The classic dance elements on Electric surely owe something to the fact that producer Price is a long-time Pet Shop Boys fan; Disco was apparently the first record he bought and his breakthrough musical guise (as pink-haired club artist Les Rythmes Digitales) championed 1980s-styled electronic production.

 

‘We always thought we would work with Stuart,’ says Tennant. ‘Creating Electric was a real joy, quick and clever. It all flowed very freely and we weren’t bearing in mind any commercial restraints.’

 

Price is more self-effacing. ‘I actually thought Pet Shop Boys were an unreachable entity and that if we did ever meet, it might be a bad idea to work together,’ he says. ‘But that couldn’t have been further from the truth. It felt like making a record for the first time – excitable and naive. With Electric, we never set out to arrange songs in a pop format, we just let them go where they wanted. That was liberating.’

 

When it comes to working with your heroes, how do Pet Shop Boys compare to Madonna? ‘They have their similarities,’ says Price. ‘I think it comes from that early 1980s NYC music scene. They were all there, going to the same places, meeting the same DJs. On a practical level, all three of them like to leave the studio around 5pm, after some tea and a biscuit.’

 

Pet Shop Boys never claimed to be rock’n’roll but they’re now more of an independent force than ever. If Electric was a nightclub, what kind would it be? ‘Probably one with waiters in goat heads wandering around serving cocktails, maybe a little like the Korova Milk Bar in A Clockwork Orange,’ muses Price. ‘Except with a belting sound system – and less killing.’

 

‘It would have a lot of lasers on the dance floor,’ says Tennant, ‘and the crowd would be very mixed: young and old, straight and gay, rich and poor and everything in between.’
★ ★ ★
● **Set tasks**:
[A] Please return the passage of the Pet Shop Boys interview that begins at the words "The classic dance" and stops after "1980s-styled electronic production.".
[B] In the Pet Shop Boys interview, which contrasting pairs does Tennant use to describe the crowd at the imagined nightclub?
Rely only on the Pet Shop Boys interview, with no outside knowledge.

● **Record set**:
★ ★ ★
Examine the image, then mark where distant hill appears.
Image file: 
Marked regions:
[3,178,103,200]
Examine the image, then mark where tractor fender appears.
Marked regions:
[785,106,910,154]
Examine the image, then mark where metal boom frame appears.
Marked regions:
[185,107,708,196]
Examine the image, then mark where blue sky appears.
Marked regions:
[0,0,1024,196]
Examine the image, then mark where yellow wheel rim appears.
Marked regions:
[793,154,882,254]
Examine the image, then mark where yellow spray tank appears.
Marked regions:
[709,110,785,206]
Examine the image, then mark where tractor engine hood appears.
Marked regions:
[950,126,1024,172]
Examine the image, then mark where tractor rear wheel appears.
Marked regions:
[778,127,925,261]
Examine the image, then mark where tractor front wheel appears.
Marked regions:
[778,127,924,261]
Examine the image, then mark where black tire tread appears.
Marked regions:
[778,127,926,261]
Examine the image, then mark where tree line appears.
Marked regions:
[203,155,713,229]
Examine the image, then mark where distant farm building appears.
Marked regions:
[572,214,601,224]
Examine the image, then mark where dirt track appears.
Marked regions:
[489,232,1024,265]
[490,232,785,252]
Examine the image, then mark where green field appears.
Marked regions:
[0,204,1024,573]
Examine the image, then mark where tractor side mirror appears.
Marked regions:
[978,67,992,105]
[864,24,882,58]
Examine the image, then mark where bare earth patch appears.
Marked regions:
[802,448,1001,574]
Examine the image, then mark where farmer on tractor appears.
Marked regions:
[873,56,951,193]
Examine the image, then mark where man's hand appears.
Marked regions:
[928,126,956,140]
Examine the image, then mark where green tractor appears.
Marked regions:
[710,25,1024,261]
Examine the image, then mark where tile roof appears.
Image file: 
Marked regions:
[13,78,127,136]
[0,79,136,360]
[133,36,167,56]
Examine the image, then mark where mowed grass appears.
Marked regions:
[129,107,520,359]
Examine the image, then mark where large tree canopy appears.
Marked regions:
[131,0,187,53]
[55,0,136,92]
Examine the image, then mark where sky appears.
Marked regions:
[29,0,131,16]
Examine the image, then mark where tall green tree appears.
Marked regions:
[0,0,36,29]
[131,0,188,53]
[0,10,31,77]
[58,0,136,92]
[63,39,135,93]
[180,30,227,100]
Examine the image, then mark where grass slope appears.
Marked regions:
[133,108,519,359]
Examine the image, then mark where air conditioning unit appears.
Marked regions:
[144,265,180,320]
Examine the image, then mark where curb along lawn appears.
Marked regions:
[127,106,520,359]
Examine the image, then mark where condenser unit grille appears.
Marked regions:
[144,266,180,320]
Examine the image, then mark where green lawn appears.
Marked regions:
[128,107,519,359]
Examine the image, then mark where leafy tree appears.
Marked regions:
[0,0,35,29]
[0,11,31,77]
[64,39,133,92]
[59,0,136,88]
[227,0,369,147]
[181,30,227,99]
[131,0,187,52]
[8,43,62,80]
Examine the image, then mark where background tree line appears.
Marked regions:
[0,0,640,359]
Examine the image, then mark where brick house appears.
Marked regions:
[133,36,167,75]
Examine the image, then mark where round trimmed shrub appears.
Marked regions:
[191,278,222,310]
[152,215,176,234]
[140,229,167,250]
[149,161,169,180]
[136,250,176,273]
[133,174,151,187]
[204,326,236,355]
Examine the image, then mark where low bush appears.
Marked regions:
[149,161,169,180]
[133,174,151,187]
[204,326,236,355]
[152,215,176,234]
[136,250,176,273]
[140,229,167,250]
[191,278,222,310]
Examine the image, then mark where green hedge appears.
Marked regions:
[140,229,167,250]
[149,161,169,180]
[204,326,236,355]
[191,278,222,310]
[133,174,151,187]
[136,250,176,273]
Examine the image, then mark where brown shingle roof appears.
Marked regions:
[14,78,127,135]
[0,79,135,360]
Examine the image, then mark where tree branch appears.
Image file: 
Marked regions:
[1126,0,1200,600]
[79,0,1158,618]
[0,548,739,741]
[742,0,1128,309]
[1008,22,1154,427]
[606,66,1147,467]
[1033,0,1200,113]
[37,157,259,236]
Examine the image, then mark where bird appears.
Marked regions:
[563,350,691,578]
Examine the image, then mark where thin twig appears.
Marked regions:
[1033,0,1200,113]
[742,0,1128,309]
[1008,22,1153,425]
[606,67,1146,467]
★ ★ ★
● **Answers below**:
[A]
The classic dance elements on Electric surely owe something to the fact that producer Price is a long-time Pet Shop Boys fan; Disco was apparently the first record he bought and his breakthrough musical guise (as pink-haired club artist Les Rythmes Digitales) championed 1980s-styled electronic production.

[B]
- young and old
- straight and gay
- rich and poor